→ WHAT NEEDS TO BE DONE
Please tell me who was on the end of George's pass back into the box in the match account below.

→ SUPPLIED TEXT
☆ ☆ ☆ ☆ ☆ ☆ ☆

It was one of those little psychological moments that can be so important at a vital stage of a game. My fear was that if I’d kept running, the fan would have kicked the ball away, and with me chasing after it, everybody would have thought we were panicking. It was the last thing we should do. Nobby had convinced us that we could still win.
Three minutes after Sadler’s equaliser, George took the ball down the right side to the dead-ball line. I was running in from behind as he pulled the ball back into the box, and as I looked across I saw a red shirt. My instinct was, ‘This is a chance.’ Then, in a flash, I saw that the person on the end of the pass was not Brian Kidd or David Sadler or John Aston. Of all people, it was Bill Foulkes – the granite man, the rock of the defence, but unquestionably the last man any of us wanted to see running on to a George Best cross twelve minutes from the end of a match that could possibly destroy, one last time, our chances of ever winning the European Cup.
How can I describe one of the most important goals I would ever see? Maybe Bill will settle for ‘exquisite’. Those of us who expected to see the ball balloon high on to the terraces behind the goal were instantly heaped in shame. Not only did Bill Foulkes score, he looked like a striker of the ages, tucking in his shot so easily, so unanswerably, that the goalkeeper Betancort, who had shown brilliant reflexes in the first game at Old Trafford, could scarcely move.

☆ ☆ ☆ ☆ ☆ ☆ ☆

→ PROVIDED INFORMATION
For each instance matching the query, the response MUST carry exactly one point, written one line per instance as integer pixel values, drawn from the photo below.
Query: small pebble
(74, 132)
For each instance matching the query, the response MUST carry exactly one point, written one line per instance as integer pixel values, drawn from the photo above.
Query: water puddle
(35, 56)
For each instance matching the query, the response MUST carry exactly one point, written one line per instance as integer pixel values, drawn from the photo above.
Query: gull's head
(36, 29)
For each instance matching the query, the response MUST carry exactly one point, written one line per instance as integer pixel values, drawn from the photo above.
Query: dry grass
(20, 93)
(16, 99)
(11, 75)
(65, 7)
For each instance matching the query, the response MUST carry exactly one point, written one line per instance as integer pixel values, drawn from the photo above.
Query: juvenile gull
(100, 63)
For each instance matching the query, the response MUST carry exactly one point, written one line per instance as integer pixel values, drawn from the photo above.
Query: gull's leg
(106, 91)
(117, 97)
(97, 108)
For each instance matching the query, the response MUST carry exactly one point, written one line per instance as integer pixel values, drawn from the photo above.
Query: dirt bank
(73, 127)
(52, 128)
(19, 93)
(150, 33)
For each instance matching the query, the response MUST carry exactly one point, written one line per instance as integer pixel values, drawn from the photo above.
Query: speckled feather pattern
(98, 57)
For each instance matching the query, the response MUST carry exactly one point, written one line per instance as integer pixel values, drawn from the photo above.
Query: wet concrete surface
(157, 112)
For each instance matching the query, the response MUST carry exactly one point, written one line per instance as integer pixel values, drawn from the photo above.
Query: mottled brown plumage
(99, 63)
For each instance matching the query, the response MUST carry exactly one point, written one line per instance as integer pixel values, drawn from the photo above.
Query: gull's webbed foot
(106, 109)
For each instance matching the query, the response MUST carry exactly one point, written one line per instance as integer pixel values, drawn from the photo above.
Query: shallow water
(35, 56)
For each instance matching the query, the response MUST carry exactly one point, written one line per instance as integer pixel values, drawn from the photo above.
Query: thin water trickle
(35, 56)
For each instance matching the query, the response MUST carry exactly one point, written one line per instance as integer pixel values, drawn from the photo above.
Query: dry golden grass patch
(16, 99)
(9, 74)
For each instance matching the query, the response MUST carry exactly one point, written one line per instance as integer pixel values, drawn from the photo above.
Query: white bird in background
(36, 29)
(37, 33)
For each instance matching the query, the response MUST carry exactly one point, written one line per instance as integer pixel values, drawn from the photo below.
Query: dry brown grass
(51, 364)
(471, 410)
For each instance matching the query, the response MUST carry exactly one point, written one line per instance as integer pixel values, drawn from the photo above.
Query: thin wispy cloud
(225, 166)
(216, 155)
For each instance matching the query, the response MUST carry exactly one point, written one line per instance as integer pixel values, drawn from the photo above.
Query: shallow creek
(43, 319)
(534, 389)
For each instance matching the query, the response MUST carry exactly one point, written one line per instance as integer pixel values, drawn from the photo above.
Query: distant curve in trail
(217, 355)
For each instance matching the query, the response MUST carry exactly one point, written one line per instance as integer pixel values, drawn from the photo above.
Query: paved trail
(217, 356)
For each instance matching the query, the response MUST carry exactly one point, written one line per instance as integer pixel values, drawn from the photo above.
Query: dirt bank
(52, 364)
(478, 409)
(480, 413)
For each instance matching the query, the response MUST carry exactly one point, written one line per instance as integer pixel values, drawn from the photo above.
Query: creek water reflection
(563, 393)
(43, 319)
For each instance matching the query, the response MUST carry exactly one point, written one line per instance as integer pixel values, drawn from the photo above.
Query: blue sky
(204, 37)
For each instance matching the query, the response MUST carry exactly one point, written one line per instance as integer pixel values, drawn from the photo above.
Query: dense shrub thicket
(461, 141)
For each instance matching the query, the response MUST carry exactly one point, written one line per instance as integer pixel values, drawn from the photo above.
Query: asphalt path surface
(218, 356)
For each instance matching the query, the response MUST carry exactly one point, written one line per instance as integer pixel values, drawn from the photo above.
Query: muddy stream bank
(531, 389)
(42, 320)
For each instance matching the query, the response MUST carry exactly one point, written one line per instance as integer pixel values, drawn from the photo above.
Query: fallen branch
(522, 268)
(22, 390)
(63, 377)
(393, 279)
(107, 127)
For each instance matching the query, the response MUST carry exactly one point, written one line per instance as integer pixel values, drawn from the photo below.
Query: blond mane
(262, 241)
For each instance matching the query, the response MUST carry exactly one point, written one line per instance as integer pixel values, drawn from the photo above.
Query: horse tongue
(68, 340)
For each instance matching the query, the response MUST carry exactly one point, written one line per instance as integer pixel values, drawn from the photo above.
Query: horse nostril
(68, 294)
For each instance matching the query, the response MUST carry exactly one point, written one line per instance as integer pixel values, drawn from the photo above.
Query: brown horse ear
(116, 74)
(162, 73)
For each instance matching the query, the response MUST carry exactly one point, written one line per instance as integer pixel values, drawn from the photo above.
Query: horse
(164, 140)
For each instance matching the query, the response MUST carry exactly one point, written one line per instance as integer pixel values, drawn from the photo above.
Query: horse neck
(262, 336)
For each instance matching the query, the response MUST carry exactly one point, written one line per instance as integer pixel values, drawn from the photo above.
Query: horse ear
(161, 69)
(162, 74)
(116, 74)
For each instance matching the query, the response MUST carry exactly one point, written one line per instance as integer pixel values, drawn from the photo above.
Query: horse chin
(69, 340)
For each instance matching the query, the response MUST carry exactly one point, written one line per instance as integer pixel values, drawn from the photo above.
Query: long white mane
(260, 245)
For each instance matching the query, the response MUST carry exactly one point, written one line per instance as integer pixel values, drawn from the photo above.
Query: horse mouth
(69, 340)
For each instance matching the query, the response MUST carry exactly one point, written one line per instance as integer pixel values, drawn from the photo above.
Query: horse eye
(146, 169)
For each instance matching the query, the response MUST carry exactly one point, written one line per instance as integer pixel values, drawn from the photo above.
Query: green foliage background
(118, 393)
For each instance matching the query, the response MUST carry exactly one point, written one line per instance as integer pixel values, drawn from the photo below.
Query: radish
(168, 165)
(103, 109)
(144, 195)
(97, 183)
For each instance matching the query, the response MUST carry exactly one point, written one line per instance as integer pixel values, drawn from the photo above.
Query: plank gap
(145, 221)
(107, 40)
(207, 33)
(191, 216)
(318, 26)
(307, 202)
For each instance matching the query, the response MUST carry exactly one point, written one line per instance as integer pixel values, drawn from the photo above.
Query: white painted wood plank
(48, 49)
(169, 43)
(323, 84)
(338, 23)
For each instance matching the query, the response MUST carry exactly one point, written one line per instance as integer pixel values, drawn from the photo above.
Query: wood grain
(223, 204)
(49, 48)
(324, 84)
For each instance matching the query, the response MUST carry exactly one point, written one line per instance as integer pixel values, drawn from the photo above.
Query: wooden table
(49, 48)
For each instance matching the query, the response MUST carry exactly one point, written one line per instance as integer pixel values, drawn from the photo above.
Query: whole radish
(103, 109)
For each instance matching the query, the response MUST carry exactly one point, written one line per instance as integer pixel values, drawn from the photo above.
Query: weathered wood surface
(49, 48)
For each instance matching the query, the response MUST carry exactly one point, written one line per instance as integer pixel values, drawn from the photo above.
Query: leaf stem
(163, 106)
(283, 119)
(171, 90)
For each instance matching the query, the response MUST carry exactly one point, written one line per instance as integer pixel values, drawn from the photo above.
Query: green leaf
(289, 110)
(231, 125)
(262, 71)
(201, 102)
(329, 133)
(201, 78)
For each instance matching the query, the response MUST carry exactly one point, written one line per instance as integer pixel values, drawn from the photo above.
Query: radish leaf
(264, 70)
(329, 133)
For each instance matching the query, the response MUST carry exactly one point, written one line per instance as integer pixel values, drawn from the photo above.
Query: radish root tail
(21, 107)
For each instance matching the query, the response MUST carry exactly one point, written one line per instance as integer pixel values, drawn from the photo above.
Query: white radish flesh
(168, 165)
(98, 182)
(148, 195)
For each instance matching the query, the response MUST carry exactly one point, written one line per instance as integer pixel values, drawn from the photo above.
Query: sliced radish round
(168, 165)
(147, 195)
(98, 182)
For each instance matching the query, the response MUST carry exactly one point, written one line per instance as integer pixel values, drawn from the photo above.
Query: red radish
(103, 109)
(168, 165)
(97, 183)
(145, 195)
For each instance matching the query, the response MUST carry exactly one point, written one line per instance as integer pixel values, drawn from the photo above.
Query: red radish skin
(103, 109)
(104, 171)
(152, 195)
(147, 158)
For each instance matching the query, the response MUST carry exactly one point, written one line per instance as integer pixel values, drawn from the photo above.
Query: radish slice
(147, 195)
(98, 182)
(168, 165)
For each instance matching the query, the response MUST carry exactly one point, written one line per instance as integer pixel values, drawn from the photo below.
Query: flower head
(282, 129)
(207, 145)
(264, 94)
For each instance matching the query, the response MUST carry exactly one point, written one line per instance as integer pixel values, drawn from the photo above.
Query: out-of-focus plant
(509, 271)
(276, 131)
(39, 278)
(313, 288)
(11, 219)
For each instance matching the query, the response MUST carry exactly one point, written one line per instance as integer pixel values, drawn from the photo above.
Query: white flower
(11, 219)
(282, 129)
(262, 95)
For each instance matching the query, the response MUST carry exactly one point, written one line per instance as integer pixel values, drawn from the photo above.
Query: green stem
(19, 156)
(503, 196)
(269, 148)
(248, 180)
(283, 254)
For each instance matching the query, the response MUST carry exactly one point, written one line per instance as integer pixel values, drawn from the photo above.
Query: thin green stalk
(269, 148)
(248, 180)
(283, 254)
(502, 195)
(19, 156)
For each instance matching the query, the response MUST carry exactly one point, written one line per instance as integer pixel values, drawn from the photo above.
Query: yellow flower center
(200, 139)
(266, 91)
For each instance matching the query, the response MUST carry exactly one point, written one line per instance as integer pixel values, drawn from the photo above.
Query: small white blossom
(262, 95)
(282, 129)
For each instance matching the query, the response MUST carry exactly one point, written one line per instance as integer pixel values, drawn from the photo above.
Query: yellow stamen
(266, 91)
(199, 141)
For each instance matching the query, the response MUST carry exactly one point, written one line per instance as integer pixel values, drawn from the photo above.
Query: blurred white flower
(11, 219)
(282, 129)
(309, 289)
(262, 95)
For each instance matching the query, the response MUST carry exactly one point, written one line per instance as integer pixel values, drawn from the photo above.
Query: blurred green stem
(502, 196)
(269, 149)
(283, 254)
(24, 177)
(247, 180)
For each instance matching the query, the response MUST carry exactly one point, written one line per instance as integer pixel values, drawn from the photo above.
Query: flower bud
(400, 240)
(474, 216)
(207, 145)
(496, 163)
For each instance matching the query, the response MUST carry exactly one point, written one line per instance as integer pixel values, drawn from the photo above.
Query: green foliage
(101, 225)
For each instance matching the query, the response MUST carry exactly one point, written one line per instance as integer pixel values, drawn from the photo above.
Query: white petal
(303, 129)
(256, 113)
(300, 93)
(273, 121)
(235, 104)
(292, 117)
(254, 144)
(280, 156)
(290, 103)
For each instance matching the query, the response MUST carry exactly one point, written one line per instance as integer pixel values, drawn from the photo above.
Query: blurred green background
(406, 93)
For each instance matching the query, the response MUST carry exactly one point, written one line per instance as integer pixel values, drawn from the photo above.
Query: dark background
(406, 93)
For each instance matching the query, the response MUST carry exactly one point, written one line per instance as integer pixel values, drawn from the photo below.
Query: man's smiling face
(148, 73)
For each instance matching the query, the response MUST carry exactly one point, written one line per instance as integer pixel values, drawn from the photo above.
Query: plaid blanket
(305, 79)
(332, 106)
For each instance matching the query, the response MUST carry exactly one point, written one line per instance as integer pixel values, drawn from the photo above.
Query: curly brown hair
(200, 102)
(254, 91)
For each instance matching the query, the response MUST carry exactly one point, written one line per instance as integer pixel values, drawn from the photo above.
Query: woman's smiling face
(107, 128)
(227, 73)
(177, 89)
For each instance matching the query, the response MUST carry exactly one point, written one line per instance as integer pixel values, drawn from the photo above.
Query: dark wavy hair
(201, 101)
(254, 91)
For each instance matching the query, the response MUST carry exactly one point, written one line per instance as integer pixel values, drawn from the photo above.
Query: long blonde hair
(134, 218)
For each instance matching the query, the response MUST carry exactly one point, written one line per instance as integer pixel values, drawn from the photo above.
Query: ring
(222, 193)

☆ ☆ ☆ ☆ ☆ ☆ ☆

→ FINISHED ANSWER
Bill Foulkes